**What to work on**
Lay out the listing below as a Markdown table with the columns Row, for a running number, and Line, for the text of each line. Start with the line containing "Study the picture above. For each instance of the dark wood", continue through the line containing "Study the picture above. For each instance of the white painted", include both of those lines, and leave out any blank lines.

**Entries supplied**
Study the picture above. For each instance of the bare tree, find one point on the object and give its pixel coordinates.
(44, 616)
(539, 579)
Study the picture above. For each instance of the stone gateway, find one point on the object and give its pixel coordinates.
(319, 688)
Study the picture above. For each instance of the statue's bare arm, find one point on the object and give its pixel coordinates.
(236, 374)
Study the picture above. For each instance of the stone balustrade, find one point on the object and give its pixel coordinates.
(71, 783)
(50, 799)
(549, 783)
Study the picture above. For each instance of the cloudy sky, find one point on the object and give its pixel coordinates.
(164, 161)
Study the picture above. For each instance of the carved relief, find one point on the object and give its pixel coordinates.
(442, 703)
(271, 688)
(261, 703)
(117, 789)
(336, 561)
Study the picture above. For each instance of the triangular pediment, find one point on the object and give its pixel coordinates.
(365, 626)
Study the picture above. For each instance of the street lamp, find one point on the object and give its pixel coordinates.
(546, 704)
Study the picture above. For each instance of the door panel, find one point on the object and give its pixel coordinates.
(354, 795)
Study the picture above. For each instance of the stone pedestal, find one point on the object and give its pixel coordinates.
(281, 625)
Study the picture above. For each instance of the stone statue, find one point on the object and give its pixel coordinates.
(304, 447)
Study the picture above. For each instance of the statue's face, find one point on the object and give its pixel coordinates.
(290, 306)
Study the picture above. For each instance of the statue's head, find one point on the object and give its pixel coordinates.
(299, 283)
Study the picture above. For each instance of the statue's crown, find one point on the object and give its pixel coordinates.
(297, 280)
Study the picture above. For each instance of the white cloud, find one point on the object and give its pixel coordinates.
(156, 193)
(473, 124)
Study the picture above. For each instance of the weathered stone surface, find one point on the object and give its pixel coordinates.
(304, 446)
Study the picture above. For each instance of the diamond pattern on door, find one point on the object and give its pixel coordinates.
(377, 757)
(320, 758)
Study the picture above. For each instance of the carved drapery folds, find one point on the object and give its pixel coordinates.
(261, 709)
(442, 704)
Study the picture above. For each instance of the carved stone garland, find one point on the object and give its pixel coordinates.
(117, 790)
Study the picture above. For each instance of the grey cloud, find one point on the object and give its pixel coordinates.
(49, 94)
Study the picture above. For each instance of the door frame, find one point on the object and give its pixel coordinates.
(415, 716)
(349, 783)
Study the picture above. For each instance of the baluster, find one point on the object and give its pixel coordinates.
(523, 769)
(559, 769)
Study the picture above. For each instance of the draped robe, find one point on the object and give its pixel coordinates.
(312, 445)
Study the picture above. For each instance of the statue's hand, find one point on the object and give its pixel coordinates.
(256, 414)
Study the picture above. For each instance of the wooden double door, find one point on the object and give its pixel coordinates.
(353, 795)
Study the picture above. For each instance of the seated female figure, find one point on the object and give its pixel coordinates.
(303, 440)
...
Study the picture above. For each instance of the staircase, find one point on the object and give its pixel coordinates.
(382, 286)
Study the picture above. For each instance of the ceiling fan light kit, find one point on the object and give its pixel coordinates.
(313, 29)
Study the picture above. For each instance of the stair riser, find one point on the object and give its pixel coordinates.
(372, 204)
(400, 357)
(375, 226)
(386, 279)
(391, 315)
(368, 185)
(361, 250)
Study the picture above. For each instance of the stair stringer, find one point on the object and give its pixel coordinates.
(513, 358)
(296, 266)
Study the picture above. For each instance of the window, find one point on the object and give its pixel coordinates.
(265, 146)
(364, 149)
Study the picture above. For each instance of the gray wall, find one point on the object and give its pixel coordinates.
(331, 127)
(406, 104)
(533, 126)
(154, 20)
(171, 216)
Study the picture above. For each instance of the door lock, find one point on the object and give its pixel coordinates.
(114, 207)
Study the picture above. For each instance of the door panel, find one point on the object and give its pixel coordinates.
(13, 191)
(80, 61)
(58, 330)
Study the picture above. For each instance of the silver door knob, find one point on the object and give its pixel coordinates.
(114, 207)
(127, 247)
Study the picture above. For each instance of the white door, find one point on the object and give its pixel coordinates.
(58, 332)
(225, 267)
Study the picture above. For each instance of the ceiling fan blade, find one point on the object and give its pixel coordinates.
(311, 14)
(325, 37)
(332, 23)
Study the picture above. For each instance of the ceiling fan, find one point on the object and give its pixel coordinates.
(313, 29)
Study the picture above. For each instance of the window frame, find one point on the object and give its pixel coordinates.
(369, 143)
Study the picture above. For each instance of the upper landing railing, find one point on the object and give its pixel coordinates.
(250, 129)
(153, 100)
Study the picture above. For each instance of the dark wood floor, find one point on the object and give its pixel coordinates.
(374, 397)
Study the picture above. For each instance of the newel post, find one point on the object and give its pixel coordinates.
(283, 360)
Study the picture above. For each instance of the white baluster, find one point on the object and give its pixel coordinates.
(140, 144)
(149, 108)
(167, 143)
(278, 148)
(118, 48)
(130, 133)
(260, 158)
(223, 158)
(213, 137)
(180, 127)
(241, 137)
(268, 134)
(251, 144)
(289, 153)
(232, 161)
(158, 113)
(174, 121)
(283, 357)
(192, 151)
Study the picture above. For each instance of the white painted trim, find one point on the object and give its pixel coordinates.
* * *
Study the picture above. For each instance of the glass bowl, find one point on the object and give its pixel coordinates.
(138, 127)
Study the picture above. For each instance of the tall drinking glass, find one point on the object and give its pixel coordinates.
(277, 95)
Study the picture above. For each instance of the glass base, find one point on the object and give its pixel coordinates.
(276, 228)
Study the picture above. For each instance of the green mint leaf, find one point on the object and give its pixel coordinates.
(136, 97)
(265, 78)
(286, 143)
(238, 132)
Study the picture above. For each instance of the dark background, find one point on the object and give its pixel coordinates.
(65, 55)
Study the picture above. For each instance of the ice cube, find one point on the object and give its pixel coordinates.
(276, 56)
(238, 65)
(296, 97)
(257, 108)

**Task result**
| Row | Line |
|---|---|
| 1 | Study the picture above. For each instance of the dark wood floor, find one point on the object and give its pixel coordinates. |
| 2 | (374, 397) |
| 3 | Study the picture above. For each instance of the newel post, find one point on the object and give its pixel coordinates. |
| 4 | (283, 360) |
| 5 | Study the picture above. For each instance of the white baluster, find one point on the object and give its pixel coordinates. |
| 6 | (140, 144) |
| 7 | (149, 108) |
| 8 | (167, 143) |
| 9 | (278, 148) |
| 10 | (118, 48) |
| 11 | (130, 133) |
| 12 | (260, 158) |
| 13 | (223, 158) |
| 14 | (213, 137) |
| 15 | (180, 127) |
| 16 | (241, 137) |
| 17 | (268, 134) |
| 18 | (251, 144) |
| 19 | (289, 153) |
| 20 | (232, 161) |
| 21 | (158, 113) |
| 22 | (174, 121) |
| 23 | (283, 357) |
| 24 | (192, 151) |
| 25 | Study the picture above. For each instance of the white painted trim, find one point on the object and give its pixel coordinates. |